*** Records provided

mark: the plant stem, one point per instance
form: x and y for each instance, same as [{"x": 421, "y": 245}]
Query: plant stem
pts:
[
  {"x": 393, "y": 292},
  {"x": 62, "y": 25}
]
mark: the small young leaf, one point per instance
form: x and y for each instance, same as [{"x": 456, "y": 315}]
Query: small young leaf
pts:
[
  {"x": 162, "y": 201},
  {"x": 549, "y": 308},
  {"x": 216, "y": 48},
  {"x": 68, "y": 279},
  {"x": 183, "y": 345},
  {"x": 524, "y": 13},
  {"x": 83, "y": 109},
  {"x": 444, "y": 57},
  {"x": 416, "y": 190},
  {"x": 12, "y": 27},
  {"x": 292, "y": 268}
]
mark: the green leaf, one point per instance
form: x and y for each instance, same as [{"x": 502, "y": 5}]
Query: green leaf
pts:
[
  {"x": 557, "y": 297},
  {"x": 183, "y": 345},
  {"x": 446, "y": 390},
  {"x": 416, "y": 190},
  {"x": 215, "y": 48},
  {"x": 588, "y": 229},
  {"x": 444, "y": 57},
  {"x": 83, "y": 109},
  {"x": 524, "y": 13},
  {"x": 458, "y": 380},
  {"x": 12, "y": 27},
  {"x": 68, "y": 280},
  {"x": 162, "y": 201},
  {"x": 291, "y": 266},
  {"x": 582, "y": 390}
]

******

Goal of the exercise:
Give back every entry, unchanged in any way.

Answer to this exercise:
mark: the plant stem, one point per instance
form: x and y for each instance, same as [{"x": 421, "y": 245}]
Query: plant stem
pts:
[
  {"x": 393, "y": 292},
  {"x": 62, "y": 25}
]
mark: the small young leaf, one point per instance
form: x and y for each instance, same as [{"x": 456, "y": 315}]
Query: small young leaf
pts:
[
  {"x": 162, "y": 201},
  {"x": 549, "y": 308},
  {"x": 216, "y": 48},
  {"x": 68, "y": 279},
  {"x": 183, "y": 345},
  {"x": 524, "y": 13},
  {"x": 83, "y": 109},
  {"x": 444, "y": 57},
  {"x": 416, "y": 190},
  {"x": 12, "y": 27},
  {"x": 292, "y": 268}
]
mark: the green leaf, one point per instance
form: x and y for each instance, same as [{"x": 502, "y": 5}]
Query: green leaf
pts:
[
  {"x": 557, "y": 297},
  {"x": 183, "y": 345},
  {"x": 446, "y": 390},
  {"x": 416, "y": 190},
  {"x": 215, "y": 48},
  {"x": 588, "y": 229},
  {"x": 444, "y": 57},
  {"x": 83, "y": 109},
  {"x": 524, "y": 13},
  {"x": 458, "y": 380},
  {"x": 12, "y": 27},
  {"x": 68, "y": 280},
  {"x": 162, "y": 201},
  {"x": 291, "y": 266},
  {"x": 582, "y": 390}
]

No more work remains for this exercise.